TASK DIRECTIONS — Having found the line containing "TARGET = suit trousers" in the data below, reproduce that line and each one after it to the end, exactly, and include nothing else.

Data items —
-*-

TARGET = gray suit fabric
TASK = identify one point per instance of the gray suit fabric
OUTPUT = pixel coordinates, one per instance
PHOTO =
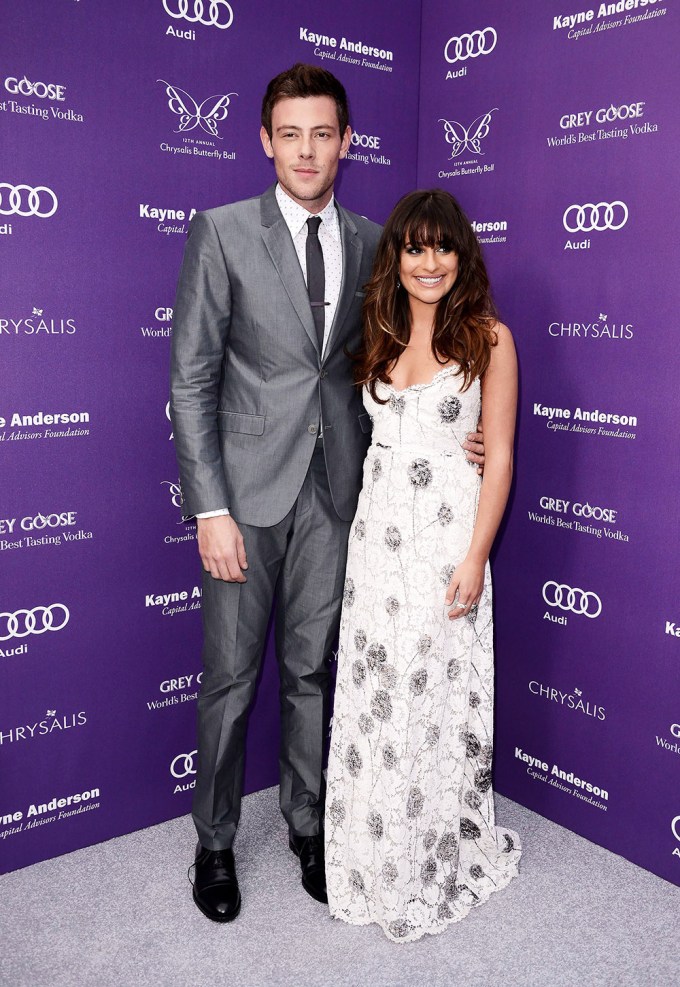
(248, 390)
(248, 383)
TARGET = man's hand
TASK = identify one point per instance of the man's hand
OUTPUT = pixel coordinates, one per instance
(474, 448)
(220, 545)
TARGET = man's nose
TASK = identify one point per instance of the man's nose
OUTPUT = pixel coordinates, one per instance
(306, 148)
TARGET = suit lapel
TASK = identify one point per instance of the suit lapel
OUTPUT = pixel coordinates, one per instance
(352, 249)
(282, 252)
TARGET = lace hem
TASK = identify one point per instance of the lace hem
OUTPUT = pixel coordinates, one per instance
(440, 925)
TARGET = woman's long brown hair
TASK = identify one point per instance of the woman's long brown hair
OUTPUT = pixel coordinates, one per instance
(464, 321)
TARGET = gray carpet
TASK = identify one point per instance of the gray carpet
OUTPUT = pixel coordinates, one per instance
(121, 914)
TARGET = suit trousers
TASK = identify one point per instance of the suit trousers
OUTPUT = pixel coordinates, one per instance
(301, 560)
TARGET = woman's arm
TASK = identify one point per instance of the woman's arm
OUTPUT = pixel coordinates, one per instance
(499, 408)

-*-

EXERCISE SOLUTION —
TARGET = suit trousers
TASK = identify one point per instance of the suit trousers
OUTPUT = pixel coordinates, one per instance
(301, 560)
TARGET = woman's arm
TASK = identify one point per instance of the woman's arm
OUTPUT = pixel coordinates, one per instance
(499, 408)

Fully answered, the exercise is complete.